◆ ANWEISUNGEN:
1. Schreiben Sie aus dem Beitrag über Rousseaus Ziffernnotation alles von „a bedeutet die“ bis hinunter zu „Oktave zu tief.“ ab.
2. Geben Sie an, welche Oktave der Buchstabe a am Zeilenanfang laut dem Beitrag über Rousseaus Ziffernnotation bezeichnet.
3. Führen Sie den Beitrag über Rousseaus Ziffernnotation im Anschluss an seinen letzten Satz weiter.

◆ TEXTABSCHNITT:
┄┄┄┄┄┄┄┄┄┄┄┄┄┄┄┄┄┄┄┄
Und deshalb: Von mir aus Schwamm drüber.
Wunderbar - dann ist ja der Frieden wieder hergestellt. :great:


Was bedeuten die Buchstaben am Anfang jeder Zeile (a, b, c und d)?
Da sieht man auch Buchstaben am Zeilenanfang. Eine Interpretation dieser Buchstaben habe ich noch nicht entdeckt.

Ich habe Rousseaus "Dissertation sur la Musique moderne" mittlerweile endlich gefunden (bei IMSLP, Lisas Link hätte ich früher brauchen können).
Sie versteckt sich in den "Traités sur la musique" und auf mehreren hundert Seiten breitet sich Rousseau persönlich über seine moderne Notationsform aus.
Das ist der Schlüssel zum Rätsel!

Die Buchstaben am Anfang jeder Zeile...
... zeigen jeweils die aktuelle Oktavlage (!) an.
a bedeutet die tiefste Oktave des "claviers" und die folgenden Buchstaben b, c, d usw. jeweils eine Oktave höher.
Das heißt: bei einem Zeilenwechsel wird per Buchstabe a, b, c, ... die aktuelle Oktavlage, die sich auf "unpunktierte" Ziffern bezieht, angegeben.

@McCoy
Deshalb bin ich der Meinung, Deine Version ist insgesamt eine Oktave zu tief.

Hier meine Version er ersten beiden Zeilen (mit Original-Zeilenumbrüchen mitten im Takt):

1622129003216.png


Das x-Kreuzchen scheint dem alten + (Pralltriller...?) zu entsprechen.
Und am Ende er zweiten Zeile wird's haarig - was soll das c-ähnliche Ding, auch zu Beginn der 3. Zeile direkt nach der ersten 5 und das "d." ganz am Ende?
┄┄┄┄┄┄┄┄┄┄┄┄┄┄┄┄┄┄┄┄
◆ DATENBLOCK:
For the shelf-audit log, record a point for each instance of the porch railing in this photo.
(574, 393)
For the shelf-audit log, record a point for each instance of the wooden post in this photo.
┄┄┄┄┄┄┄┄┄┄┄┄┄┄┄┄┄┄┄┄
◆ ERGEBNISSE:
1.
a bedeutet die tiefste Oktave des "claviers" und die folgenden Buchstaben b, c, d usw. jeweils eine Oktave höher.
Das heißt: bei einem Zeilenwechsel wird per Buchstabe a, b, c, ... die aktuelle Oktavlage, die sich auf "unpunktierte" Ziffern bezieht, angegeben.

@McCoy
Deshalb bin ich der Meinung, Deine Version ist insgesamt eine Oktave zu tief.

2. Der Buchstabe a bezeichnet die tiefste Oktave des „claviers“.

3.
Wie schreibt Rousseau eigentlich Wiederholungen?

Nun ja, die Primärliteratur liegt ja jetzt vor, ist nur alles etwas breitgetreten und wenig übersichtlich. Erkenntnisse werden sich schon noch einstellen.

Die Kommata und Punkte zwischen den Zahlen sind wohl Pausen? Aber welche? Ich kriege die Taktart nicht heraus. Kreis ist wahrscheinlich auch eine Pause?

Ja: die Kommata teilen den Takt in gleiche Abschnitte ein und der Kreis (die Ziffer 0 in Mediävalziffern bzw. "old style figures" mit Unter- und Oberlängen) stellt eine Pause dar.
Der Punkt nach einer "Notenziffer" verlängert diese - ich habe deshalb in diesen Fällen halbe Noten geschrieben. Also das, was Du als Viertelpausen interpretiert hast, sind wohl eher Verlängerungen der vorangehenden Note, die aber auftrund der Komma-Taktaufteilung innerhalb des nächsten "Abschnitts" fallen.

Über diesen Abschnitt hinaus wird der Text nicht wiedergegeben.